* **PROBLEM TO WORK ON**
Reproduce the lines below exactly as they appear, from the first line of the records through the line that contains "column 58, row 363".

— Begin LISTED RECORDS —

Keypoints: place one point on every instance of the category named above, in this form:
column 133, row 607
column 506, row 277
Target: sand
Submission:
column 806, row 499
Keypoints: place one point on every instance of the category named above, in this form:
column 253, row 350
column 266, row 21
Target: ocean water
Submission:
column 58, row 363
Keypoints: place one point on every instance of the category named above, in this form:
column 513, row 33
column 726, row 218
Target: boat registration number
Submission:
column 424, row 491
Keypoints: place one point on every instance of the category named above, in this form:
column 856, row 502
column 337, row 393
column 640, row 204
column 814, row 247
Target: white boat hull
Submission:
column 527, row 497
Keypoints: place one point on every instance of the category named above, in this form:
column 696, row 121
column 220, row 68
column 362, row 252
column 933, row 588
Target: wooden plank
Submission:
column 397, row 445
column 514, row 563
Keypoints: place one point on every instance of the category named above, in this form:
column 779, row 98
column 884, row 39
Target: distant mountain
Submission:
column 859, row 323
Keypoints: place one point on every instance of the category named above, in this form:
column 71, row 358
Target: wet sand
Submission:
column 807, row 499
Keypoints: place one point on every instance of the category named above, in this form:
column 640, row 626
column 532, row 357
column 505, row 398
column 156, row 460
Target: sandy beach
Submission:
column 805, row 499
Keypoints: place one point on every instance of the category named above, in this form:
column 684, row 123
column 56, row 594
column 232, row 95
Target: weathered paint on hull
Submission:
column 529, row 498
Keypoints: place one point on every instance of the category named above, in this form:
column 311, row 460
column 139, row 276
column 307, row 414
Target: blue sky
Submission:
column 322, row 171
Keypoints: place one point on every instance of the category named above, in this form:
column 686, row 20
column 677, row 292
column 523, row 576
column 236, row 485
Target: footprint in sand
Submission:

— End LISTED RECORDS —

* **SOLUTION FOR THIS EXERCISE**
Keypoints: place one point on every instance of the category named above, in this form:
column 133, row 607
column 506, row 277
Target: sand
Submission:
column 806, row 499
Keypoints: place one point on every instance of the category named above, in this form:
column 253, row 350
column 266, row 21
Target: ocean water
Submission:
column 58, row 363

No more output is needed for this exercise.